Questions to Ask Before Consenting to Treatment
- What is the purpose of the proposed treatment and why is it necessary in my case?
- Is the treatment reversible or irreversible?
- Will this treatment reduce my pain?
- What side effects or complications may I experience and what should be done about them?
- Are there other treatments available?
- What are the advantages of the proposed treatments over other forms of therapy with respect to benefits and risks?
- How many follow-up treatments will be necessary?
- How much will the proposed treatment cost?
- Will insurance cover the treatment costs?
- Is there a payment contract I must sign? (If so, ask to take the form home to review.)
- Is there a consent form I must sign for treatment? (If so, ask to take the form home to review.)
- If medication is recommended, the Agency for Healthcare and Quality Research suggests asking the following questions.
- Has the proposed treatment been studied in clinical trials* for safety and effectiveness?
- Is this treatment part of a clinical trial* and if so, what are my obligations and the conditions involved in participating in this trial?
Throughout Your Treatment
- Some people find it helpful to keep a diary of pain and other symptoms. A diary can help when you talk to your doctor.
- Write down your experiences.
- Pay attention to what makes you feel better or worse.
- Keep a record of what times of day you feel worse.
- Ask the people you live with to note changes in behavior or pain levels. They may see things you miss.
- If you have X-rays, MRIs or other test results, bring them with you to your appointments if possible. Your medical and dental records belong to you and you can ask for copies of these records.
- If medication is prescribed, be sure to ask about its side effects. Ask how the medication is supposed to help you.
Tips for Talking to Your Doctor
- Speak honestly and openly.
- Be clear about your pain and other problems.
- Don’t be afraid to discuss your pain and any urgency for pain relief.
- Ask questions if you don't understand.
- Ask about all treatment options.
- Ask your doctor to explain any treatments.
- You can say no to any test, treatment or request.
- Your health care professional’s job is to help you. Keep in mind that your doctor working for you. Make sure the visit focuses on you and your needs.
- Make your own choices about what steps to take.
- Get other opinions before making decisions.

◆ **Work to complete**
a - Please list the section headings that appear in the treatment consent guide.
b - Write the next part of the treatment consent guide, picking up after its final line.

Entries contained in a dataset
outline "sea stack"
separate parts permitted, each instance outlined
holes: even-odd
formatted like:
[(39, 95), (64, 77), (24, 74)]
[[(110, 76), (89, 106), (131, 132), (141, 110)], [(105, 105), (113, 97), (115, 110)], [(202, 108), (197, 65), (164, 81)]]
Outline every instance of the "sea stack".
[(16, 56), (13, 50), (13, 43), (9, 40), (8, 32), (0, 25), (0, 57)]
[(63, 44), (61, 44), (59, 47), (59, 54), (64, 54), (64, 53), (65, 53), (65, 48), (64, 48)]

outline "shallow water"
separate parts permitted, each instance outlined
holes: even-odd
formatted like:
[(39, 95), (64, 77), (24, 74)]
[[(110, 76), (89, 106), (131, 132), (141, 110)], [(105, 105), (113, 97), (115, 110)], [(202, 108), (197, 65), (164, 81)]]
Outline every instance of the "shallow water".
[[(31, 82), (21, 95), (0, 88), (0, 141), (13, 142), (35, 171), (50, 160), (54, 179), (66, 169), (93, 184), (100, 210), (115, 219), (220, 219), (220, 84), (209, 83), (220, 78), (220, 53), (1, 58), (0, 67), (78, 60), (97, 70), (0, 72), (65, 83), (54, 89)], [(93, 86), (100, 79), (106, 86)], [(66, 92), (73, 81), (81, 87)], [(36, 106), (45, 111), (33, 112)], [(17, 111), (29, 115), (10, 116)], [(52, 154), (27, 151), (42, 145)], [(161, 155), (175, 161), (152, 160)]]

◆ **Expected outputs**
a -
Questions to Ask Before Consenting to Treatment
Throughout Your Treatment
Tips for Talking to Your Doctor

b -
- Be confident. If you feel uncomfortable with your doctor, change health care professionals.
- If fees seem excessive, you can ask about them and compare with other providers.
- If you think it will be a difficult discussion, ask someone you trust to accompany you to the office visit. This person can take notes, ask questions, make sure you have addressed all the points you wanted to make (sometimes during stressful office visits important things fall through the cracks). Even for routine visits it is always beneficial to have a second set of ears in the room.
Agency for Healthcare Research and Quality
American Medical Association
Consumer Reports Health.org
U.S. Department of Health and Human Services, WomensHealth.gov
* Clinical trials involve some risk on the part of the patient. Some treatments may have unforeseen side effects. By law, researchers are required to make sure volunteers understand what will happen during and after the trial, as well as the risks and benefits. The following are questions you should ask before agreeing to participate in a clinical trial:
- What makes me a candidate for the study?
- What are the risks?
- What is involved? What will I have to do?
- What checks and balances are in place to protect my safety?
- Will I be charged anything or be compensated for my participation?
- Who is paying for the study?
- How can I end my participation if I change my mind and will you continue to treat me?
- What will happen when the study is over? Will I be told the results?
- Whom do I contact to express concerns or obtain information?
- What do the researchers hope to learn?